Provided text:
────────────────────
Yang is  trying to solve a problem where it is impossible to fill
all the disk space because some portion is not raid1 protected. So
it is incorrect to report all space/2 as free space.

Instead you are stating that *if* the metadata are stored as DUP (and
is not this case, because the metadata are raid1, see below), it is possible
to fill all the disk space.

This is a complex problem. The fact that BTRFS allows different
raid levels causes to be very difficult to evaluate the free space (
as space available directly to the user). There is no a simple answer.

I am still convinced that the best free space *estimation* is considering
the ratio disk-space-consumed/file-allocated constant, and evaluate
the free space as the 

disk-space-unused*file-allocate/disk-space-consumed.

Of course there are pathological cases that make this
prediction fails completely. But I consider the best estimation
possible for the average users.

But again this is a different problem that the one raised by 
Yang.
────────────────────
Explore the material:
1. In the BTRFS free-space discussion, what raid level are the metadata stored as in the case at hand?
2. Continue the BTRFS free-space discussion from its final sentence.
The lines that come next are separate material, unrelated to the BTRFS free-space discussion.
────────────────────
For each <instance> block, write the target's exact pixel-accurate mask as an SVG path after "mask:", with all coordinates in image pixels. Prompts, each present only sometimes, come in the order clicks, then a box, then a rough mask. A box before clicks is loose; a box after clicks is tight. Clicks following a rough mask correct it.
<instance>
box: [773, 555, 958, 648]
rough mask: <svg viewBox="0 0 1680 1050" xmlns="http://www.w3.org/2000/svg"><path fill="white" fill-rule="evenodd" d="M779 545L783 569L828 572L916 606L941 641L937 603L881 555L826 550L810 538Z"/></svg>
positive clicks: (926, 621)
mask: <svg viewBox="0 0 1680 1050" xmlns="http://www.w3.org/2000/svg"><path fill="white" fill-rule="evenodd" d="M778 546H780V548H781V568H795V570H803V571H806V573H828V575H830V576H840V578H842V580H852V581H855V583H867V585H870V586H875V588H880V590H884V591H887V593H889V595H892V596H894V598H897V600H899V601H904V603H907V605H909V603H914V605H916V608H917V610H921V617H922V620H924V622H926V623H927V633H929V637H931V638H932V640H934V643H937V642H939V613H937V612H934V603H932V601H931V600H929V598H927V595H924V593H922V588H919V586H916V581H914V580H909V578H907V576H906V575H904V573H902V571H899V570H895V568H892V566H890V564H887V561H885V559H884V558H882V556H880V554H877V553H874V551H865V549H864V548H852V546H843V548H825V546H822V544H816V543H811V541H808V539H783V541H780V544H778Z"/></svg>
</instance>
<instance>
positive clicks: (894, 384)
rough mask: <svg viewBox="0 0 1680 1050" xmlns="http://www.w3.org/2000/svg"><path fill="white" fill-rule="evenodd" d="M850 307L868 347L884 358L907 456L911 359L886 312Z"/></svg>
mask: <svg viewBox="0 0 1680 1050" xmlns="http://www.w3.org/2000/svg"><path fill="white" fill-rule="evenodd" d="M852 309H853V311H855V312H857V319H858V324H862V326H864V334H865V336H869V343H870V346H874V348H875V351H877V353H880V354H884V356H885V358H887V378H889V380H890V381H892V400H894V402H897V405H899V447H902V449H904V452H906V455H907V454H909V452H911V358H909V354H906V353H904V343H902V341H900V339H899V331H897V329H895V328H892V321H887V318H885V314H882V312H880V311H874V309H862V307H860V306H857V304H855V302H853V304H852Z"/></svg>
────────────────────
Responses per task:
1. raid1

2.
[...]

> IF you wanted everything to be RAID-1 you should have instead done

> # mkfs.btrfs -f /dev/vdf1 /dev/vdf2 -d raid1 -m raid1
> 
> The mistake is yours, rest of you analysis is, therefore, completely
> inapplicable. Please read all the documentation before making that
> sort of filesystem. Your data will thank you later.
> 
> DSCLAIMER: I have _not_ looked at the numbers you would get if you
> used the corrected command.

Sorry, but you are wrong. Doing mkfs.btrfs -d raid1 /dev/loop[01] leads 
to have both data and metadata  in raid1. IIRC if you have more than
one disks, the metadata switched to raid1 automatically.

$ sudo mkfs.btrfs -d raid1 /dev/loop[01]
Btrfs v3.17
See http://btrfs.wiki.kernel.org for more information.

Performing full device TRIM (10.00GiB) ...
Turning ON incompat feature 'extref': increased hardlink limit per file to 65536
Performing full device TRIM (30.00GiB) ...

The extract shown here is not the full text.